Location identification items →
####

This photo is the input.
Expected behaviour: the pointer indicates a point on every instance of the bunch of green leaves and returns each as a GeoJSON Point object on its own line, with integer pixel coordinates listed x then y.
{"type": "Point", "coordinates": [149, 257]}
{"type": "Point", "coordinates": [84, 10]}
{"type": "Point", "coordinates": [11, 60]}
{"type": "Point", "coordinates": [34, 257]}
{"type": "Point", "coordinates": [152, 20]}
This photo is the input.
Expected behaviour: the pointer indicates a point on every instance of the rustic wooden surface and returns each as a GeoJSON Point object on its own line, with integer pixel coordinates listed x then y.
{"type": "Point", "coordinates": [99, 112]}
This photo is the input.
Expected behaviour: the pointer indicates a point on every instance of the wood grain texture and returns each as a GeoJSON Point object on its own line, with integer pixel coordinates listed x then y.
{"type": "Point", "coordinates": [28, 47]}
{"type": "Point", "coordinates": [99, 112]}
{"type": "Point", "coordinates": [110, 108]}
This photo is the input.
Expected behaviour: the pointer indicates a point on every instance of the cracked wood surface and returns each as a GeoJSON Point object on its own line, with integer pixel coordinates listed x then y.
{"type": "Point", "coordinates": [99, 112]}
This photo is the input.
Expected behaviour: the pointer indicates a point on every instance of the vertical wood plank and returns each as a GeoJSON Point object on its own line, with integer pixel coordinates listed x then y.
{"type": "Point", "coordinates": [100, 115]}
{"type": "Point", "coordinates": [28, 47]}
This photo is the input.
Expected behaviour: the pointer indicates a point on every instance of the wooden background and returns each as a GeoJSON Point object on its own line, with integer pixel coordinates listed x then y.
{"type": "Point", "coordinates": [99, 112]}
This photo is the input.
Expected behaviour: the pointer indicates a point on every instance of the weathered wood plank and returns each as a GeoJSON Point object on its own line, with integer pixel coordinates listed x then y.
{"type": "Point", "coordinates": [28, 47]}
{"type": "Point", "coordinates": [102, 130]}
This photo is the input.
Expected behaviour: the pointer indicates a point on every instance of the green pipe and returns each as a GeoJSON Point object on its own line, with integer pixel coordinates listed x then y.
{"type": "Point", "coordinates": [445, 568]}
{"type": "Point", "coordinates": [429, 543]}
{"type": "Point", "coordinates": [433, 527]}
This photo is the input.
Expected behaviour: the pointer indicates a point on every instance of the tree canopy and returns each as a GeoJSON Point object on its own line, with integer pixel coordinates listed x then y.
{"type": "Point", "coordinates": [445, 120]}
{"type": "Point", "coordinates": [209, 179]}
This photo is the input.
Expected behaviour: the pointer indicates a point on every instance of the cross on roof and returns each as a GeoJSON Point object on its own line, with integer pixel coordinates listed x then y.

####

Work instructions →
Print the lines from the very first one above through the line containing "of the bunch", both included, copying them word for word.

Answer to this exercise →
This photo is the input.
Expected behaviour: the pointer indicates a point on every instance of the bunch of green leaves and returns each as a GeoJSON Point object on its own line, with integer pixel coordinates listed x then y.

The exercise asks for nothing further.